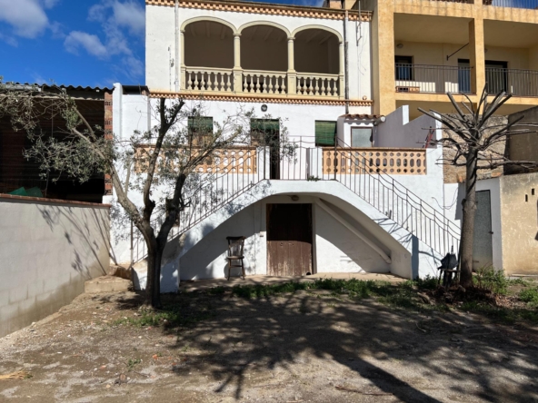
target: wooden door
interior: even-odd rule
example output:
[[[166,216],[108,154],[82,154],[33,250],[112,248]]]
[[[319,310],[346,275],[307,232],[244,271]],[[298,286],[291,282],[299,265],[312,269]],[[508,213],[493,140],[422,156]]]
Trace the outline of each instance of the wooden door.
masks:
[[[267,274],[312,273],[312,204],[267,204]]]

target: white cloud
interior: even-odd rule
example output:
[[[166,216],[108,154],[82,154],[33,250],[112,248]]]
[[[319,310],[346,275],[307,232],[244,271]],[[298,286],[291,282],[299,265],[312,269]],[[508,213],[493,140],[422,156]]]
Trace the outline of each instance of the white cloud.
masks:
[[[79,48],[83,47],[88,54],[100,59],[108,55],[108,51],[99,37],[85,32],[72,31],[65,38],[64,46],[67,52],[75,54],[78,54]]]
[[[14,38],[13,36],[5,35],[2,33],[0,33],[0,41],[4,41],[13,47],[17,47],[19,45],[19,43],[15,38]]]
[[[0,0],[0,21],[9,24],[18,36],[35,38],[49,25],[39,0]]]
[[[60,0],[43,0],[43,5],[45,8],[53,8],[58,3],[60,3]]]
[[[96,35],[74,31],[65,39],[65,49],[76,54],[80,48],[85,48],[90,54],[102,59],[121,55],[120,63],[115,68],[118,74],[137,82],[144,75],[144,63],[131,50],[128,35],[122,28],[127,29],[131,34],[144,36],[144,8],[133,0],[101,0],[90,7],[88,19],[101,24],[105,40],[102,42]]]
[[[112,15],[108,16],[110,9]],[[90,8],[89,19],[101,23],[109,20],[115,26],[128,28],[134,34],[143,35],[145,30],[145,11],[133,0],[102,0]]]

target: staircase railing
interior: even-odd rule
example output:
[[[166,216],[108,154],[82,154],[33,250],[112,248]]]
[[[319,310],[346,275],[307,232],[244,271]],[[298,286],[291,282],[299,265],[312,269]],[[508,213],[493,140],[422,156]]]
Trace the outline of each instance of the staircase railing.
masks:
[[[444,254],[453,246],[458,250],[459,226],[388,174],[391,171],[386,168],[390,160],[372,158],[368,155],[373,151],[371,148],[365,148],[364,152],[350,152],[348,147],[322,149],[308,146],[309,143],[314,143],[301,139],[287,144],[286,156],[283,157],[282,151],[279,152],[276,162],[266,147],[243,153],[238,150],[233,154],[216,156],[211,163],[205,162],[198,172],[197,186],[189,187],[184,196],[187,207],[180,212],[169,239],[186,232],[264,180],[335,180],[436,252]],[[394,148],[387,148],[386,152],[411,152],[409,149]],[[395,163],[406,168],[396,172],[424,175],[425,149],[412,152],[413,155],[407,155],[406,160],[404,157],[394,159]],[[332,153],[330,161],[326,158],[327,152]],[[414,168],[411,172],[411,164],[416,162],[421,162],[421,166],[417,169],[413,165]],[[333,165],[332,171],[327,170],[328,163]],[[163,220],[164,215],[154,220],[154,228],[159,228]],[[147,251],[142,234],[134,230],[133,236],[133,260],[136,262],[147,255]]]

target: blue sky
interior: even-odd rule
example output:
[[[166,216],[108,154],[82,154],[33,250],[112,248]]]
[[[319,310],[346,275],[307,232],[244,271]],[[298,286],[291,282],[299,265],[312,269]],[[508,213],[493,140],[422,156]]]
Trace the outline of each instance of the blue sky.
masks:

++++++++++

● Exercise aim: Copy every line of the rows above word for word, leaving out the pictures.

● Solution to this problem:
target: wooden door
interior: even-odd rule
example output:
[[[166,216],[108,154],[82,154],[33,250],[112,248]]]
[[[319,310],[346,275],[307,232],[244,271]],[[298,286],[291,282],[299,265],[312,269]],[[508,213],[493,140],[422,156]]]
Trace the outline of each instance of the wooden door.
masks:
[[[267,274],[312,273],[312,204],[267,204]]]

target: white cloud
interior: even-odd rule
example output:
[[[166,216],[108,154],[82,154],[33,250],[112,248]]]
[[[319,310],[346,275],[307,232],[244,271]],[[298,286],[291,282],[299,265],[312,269]],[[508,213],[493,140],[422,156]]]
Trace the outline of each instance of the white cloud.
masks:
[[[79,48],[83,47],[88,54],[100,59],[108,55],[108,51],[99,37],[85,32],[72,31],[65,38],[64,46],[67,52],[75,54],[78,54]]]
[[[14,38],[13,36],[5,35],[2,33],[0,33],[0,41],[4,41],[13,47],[17,47],[19,45],[19,43],[15,38]]]
[[[0,0],[0,21],[9,24],[18,36],[35,38],[49,25],[39,0]]]
[[[60,0],[43,0],[43,5],[45,8],[53,8],[58,3],[60,3]]]
[[[96,35],[74,31],[65,39],[65,49],[76,54],[80,48],[85,48],[90,54],[102,59],[121,55],[120,63],[115,68],[118,74],[137,82],[144,75],[144,63],[131,50],[128,35],[122,28],[127,29],[131,34],[144,36],[144,8],[133,0],[101,0],[90,7],[88,19],[101,24],[105,40],[102,42]]]
[[[112,15],[108,16],[110,9]],[[90,8],[89,19],[101,23],[109,20],[115,26],[128,28],[134,34],[143,35],[145,30],[145,11],[133,0],[102,0]]]

target: staircase railing
interior: even-odd rule
example output:
[[[166,216],[108,154],[82,154],[33,250],[112,248]]]
[[[319,310],[346,275],[307,232],[244,271]],[[298,286],[291,282],[299,265],[312,269]],[[508,213],[493,140],[422,156]]]
Trace the outline of each instance of the staircase railing.
masks:
[[[444,254],[453,246],[458,250],[459,226],[388,174],[391,171],[386,168],[390,160],[372,158],[368,155],[373,151],[371,148],[365,148],[364,152],[350,152],[348,147],[322,149],[308,146],[309,143],[314,143],[301,139],[287,144],[286,156],[283,157],[282,151],[279,152],[276,162],[266,147],[243,153],[238,150],[233,154],[216,156],[211,163],[205,162],[198,172],[197,186],[189,187],[184,196],[187,207],[180,212],[169,239],[186,232],[264,180],[335,180],[436,252]],[[394,148],[387,148],[386,152],[411,152],[409,149]],[[395,163],[406,168],[396,172],[424,175],[425,149],[412,152],[413,155],[407,155],[406,160],[404,157],[394,159]],[[332,153],[330,161],[326,158],[327,152]],[[414,168],[411,172],[411,164],[416,162],[421,162],[421,166],[417,169],[413,165]],[[333,165],[332,171],[327,170],[328,163]],[[163,220],[164,215],[154,220],[154,228],[159,228]],[[147,251],[142,234],[134,230],[133,236],[133,260],[136,262],[147,255]]]

target: blue sky
interior: even-odd rule
example output:
[[[166,216],[108,154],[82,154],[33,250],[112,248]]]
[[[319,310],[346,275],[307,232],[244,271]],[[298,286],[291,282],[299,265],[312,269]],[[508,213],[493,140],[422,156]]]
Trace the outline of each instance of the blue sky.
masks:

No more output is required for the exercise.